[Records from a dataset]
=-=-=-=-=
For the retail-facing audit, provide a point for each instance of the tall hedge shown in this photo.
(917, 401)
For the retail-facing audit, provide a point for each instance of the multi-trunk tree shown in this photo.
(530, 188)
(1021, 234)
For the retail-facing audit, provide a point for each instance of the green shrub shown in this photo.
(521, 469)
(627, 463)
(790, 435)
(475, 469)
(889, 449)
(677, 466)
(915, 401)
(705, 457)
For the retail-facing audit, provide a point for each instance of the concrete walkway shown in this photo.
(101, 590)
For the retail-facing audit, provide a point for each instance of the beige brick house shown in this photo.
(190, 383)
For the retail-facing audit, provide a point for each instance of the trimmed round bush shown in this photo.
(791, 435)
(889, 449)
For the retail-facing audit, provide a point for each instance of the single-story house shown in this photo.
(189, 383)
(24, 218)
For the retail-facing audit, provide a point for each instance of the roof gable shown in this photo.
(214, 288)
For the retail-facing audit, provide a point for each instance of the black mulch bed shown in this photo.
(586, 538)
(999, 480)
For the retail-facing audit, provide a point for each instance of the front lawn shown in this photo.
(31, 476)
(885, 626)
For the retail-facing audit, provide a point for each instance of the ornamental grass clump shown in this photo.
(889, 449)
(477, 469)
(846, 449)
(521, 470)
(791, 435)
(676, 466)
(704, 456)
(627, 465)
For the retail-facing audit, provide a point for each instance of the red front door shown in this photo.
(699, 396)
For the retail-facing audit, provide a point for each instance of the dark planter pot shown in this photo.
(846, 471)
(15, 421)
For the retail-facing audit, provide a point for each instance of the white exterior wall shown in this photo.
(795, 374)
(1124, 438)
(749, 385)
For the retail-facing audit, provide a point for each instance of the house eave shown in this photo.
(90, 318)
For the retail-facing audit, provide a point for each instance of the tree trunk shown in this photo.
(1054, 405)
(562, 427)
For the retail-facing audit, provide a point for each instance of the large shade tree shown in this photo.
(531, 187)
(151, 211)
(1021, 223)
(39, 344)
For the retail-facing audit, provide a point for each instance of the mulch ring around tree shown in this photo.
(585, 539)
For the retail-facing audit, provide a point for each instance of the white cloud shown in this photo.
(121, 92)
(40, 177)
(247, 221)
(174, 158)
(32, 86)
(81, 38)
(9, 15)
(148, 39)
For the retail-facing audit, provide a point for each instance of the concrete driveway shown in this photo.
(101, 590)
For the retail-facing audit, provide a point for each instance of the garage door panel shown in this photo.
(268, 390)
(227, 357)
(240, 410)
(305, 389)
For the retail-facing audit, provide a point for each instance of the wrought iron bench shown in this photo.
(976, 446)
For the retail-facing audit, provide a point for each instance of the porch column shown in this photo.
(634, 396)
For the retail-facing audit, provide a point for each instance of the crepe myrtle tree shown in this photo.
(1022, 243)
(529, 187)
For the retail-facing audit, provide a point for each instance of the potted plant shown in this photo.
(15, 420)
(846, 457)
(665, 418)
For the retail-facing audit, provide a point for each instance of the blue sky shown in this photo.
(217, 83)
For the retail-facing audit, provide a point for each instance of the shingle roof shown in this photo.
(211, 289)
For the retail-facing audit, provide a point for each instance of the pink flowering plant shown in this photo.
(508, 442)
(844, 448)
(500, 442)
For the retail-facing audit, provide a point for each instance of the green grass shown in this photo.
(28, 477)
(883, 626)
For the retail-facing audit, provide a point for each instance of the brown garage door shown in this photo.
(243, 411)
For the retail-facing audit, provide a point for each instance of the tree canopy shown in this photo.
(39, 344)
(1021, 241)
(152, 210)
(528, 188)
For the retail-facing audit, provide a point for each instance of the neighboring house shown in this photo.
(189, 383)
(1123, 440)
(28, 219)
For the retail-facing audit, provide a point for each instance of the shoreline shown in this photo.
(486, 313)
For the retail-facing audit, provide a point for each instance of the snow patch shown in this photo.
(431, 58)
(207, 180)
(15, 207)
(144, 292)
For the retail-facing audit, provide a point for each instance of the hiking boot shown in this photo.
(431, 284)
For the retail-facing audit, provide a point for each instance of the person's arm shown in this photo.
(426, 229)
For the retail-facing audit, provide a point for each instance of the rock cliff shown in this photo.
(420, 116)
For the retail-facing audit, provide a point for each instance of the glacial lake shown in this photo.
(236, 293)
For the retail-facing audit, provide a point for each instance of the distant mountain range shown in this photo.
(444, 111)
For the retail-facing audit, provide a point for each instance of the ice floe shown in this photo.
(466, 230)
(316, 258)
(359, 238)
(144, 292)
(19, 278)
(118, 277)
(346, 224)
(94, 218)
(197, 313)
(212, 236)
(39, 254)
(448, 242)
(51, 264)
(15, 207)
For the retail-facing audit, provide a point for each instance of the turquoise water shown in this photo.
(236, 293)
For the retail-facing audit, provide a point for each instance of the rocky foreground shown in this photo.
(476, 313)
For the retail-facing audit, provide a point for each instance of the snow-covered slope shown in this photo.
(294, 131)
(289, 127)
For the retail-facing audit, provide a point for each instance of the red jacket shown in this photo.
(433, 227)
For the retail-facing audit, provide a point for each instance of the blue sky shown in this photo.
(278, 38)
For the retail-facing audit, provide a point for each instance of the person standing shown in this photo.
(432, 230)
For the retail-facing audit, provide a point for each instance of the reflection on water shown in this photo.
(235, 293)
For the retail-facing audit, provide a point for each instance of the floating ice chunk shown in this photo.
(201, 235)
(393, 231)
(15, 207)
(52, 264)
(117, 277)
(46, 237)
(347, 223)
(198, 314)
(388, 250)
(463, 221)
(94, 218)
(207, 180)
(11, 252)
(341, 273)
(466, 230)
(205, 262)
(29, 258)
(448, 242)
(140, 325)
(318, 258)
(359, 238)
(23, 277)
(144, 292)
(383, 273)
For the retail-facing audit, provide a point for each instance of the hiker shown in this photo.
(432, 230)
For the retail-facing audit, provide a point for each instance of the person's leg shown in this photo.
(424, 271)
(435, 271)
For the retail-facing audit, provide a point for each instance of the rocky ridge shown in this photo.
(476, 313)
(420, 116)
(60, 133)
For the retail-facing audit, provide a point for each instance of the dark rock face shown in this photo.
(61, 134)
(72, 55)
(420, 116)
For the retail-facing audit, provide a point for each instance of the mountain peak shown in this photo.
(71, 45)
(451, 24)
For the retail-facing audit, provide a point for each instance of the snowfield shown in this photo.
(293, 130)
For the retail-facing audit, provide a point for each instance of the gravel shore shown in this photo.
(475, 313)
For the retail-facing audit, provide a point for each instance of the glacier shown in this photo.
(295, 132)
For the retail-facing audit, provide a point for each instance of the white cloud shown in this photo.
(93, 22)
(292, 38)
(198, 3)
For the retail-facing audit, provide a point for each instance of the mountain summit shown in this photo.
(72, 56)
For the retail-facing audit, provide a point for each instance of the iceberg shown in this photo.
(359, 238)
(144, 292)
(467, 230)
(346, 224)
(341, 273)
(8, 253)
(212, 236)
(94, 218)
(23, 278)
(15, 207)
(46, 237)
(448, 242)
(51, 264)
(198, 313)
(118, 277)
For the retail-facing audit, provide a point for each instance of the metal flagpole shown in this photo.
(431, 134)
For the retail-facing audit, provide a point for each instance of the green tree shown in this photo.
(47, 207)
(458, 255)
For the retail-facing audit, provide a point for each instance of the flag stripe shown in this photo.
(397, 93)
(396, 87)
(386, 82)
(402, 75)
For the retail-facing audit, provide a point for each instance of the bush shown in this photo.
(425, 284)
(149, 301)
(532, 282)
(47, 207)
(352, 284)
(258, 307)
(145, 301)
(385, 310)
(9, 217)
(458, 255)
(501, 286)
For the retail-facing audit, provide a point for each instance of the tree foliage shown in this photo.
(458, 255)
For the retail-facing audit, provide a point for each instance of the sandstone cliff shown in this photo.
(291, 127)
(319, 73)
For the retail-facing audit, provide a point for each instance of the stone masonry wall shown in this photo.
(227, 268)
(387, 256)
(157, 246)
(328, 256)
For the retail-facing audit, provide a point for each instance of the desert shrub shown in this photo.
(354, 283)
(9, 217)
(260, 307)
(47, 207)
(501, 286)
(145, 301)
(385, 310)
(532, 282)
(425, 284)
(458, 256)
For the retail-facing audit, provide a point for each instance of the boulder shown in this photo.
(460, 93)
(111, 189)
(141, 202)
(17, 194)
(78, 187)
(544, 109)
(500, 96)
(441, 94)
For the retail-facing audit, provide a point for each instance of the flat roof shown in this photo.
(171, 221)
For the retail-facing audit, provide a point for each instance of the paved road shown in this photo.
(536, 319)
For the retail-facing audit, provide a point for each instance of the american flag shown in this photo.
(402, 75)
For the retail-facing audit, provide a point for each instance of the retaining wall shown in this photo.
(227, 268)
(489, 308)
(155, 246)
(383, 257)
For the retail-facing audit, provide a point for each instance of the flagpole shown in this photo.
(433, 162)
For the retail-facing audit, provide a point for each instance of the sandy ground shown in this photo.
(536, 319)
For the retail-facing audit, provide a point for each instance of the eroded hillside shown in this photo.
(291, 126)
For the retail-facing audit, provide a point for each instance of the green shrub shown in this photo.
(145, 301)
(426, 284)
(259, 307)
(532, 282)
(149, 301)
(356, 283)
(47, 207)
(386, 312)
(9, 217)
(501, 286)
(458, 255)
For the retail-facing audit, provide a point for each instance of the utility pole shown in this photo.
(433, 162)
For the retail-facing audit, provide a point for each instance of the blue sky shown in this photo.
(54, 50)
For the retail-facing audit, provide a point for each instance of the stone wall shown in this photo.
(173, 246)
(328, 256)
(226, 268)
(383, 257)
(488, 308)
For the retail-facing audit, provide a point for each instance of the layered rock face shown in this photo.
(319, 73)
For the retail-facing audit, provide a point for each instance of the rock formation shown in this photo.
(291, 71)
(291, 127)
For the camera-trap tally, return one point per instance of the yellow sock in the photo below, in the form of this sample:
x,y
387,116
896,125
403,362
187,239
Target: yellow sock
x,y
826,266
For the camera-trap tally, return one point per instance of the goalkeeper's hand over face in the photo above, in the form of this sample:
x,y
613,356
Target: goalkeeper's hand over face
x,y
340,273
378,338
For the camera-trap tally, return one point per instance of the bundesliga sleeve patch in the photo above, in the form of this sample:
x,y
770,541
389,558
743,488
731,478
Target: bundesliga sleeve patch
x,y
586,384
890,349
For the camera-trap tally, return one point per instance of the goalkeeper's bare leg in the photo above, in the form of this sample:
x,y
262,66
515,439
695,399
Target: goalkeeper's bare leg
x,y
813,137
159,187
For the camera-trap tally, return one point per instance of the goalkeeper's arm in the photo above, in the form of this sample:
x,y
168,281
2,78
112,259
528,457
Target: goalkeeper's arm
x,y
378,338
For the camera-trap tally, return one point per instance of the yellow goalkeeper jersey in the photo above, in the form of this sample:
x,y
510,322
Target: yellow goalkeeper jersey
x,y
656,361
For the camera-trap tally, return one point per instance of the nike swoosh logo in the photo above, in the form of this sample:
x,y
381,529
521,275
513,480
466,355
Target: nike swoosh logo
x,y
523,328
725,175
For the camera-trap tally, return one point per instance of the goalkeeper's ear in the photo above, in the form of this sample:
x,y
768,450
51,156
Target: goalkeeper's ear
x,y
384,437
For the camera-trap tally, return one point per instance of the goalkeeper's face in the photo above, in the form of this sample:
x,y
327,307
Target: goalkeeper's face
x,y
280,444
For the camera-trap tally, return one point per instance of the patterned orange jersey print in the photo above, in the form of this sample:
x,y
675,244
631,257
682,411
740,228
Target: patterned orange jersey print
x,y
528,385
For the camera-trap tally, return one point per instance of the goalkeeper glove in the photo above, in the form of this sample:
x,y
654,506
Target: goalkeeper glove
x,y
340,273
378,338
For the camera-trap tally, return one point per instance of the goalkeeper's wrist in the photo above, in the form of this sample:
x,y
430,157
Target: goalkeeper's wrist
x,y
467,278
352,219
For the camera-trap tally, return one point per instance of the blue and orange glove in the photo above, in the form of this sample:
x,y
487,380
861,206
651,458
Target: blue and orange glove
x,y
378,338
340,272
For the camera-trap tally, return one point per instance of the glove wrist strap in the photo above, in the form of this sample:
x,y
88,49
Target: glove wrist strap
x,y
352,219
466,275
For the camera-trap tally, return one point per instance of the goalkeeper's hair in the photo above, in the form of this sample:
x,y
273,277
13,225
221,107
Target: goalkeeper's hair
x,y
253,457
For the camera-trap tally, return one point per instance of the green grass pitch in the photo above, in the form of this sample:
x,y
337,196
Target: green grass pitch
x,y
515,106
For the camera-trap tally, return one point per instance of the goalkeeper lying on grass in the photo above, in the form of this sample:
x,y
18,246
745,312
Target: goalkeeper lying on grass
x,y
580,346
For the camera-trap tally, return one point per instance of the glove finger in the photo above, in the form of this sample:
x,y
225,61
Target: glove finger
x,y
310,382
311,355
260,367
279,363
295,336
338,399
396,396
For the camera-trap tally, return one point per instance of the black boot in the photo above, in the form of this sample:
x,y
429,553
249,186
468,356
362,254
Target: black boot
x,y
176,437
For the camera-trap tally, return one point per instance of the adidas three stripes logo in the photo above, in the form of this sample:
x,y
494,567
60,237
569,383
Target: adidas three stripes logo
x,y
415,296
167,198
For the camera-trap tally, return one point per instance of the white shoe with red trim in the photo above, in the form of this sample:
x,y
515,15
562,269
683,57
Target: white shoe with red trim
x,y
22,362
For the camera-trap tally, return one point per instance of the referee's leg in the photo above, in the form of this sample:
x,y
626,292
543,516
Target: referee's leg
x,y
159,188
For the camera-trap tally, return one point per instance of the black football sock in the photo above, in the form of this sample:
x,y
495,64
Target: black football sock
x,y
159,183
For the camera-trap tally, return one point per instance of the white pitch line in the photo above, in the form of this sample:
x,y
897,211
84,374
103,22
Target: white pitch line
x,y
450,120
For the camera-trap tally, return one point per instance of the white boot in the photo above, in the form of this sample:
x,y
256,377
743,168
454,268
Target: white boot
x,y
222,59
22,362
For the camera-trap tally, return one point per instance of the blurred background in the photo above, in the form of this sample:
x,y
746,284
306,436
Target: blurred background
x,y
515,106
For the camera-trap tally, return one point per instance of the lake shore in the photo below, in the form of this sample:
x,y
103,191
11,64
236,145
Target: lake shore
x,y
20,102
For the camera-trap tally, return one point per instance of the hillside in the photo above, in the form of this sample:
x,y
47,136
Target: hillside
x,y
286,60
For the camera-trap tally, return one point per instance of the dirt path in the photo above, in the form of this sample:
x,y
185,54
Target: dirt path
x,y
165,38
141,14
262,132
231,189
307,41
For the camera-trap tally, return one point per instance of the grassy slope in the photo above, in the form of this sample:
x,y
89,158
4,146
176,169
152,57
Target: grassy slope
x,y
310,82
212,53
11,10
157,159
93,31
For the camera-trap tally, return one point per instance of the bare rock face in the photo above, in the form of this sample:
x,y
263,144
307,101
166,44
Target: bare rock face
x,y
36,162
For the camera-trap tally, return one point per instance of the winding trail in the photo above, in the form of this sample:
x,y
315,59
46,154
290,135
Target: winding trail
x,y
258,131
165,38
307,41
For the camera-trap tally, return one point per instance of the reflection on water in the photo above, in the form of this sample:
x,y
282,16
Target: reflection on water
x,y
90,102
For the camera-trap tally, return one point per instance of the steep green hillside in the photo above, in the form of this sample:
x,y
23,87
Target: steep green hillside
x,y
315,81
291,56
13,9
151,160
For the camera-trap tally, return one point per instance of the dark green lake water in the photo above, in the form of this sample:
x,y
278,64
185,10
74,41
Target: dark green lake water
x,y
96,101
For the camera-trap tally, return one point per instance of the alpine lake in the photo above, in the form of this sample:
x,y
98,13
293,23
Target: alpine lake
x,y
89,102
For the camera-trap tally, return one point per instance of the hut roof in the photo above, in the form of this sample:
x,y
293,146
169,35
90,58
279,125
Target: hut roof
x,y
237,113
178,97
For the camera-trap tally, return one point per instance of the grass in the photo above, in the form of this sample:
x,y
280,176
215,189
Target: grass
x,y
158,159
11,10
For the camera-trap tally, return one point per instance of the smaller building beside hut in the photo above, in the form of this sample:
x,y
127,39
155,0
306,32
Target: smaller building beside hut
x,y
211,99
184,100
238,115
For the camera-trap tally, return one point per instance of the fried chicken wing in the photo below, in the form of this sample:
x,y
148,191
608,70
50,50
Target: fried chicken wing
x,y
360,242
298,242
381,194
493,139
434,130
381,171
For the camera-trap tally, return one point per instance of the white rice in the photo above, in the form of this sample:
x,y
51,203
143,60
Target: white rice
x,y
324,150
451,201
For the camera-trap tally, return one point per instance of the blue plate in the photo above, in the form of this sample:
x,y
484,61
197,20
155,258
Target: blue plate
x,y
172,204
=-=-=-=-=
-- Required work --
In the records above, some lines may contain the word "below"; copy every one of them.

-- Exercise response --
For the camera-trap tally, return one point per instance of the yellow sock in the photo below, in the form of this sample:
For the camera-trap tally, return one point per instance of the lake shore in the photo below, in the form of this sample:
For the camera-trap tally, return one point per instance of the fried chicken wing in the photo below, in the form of this sample:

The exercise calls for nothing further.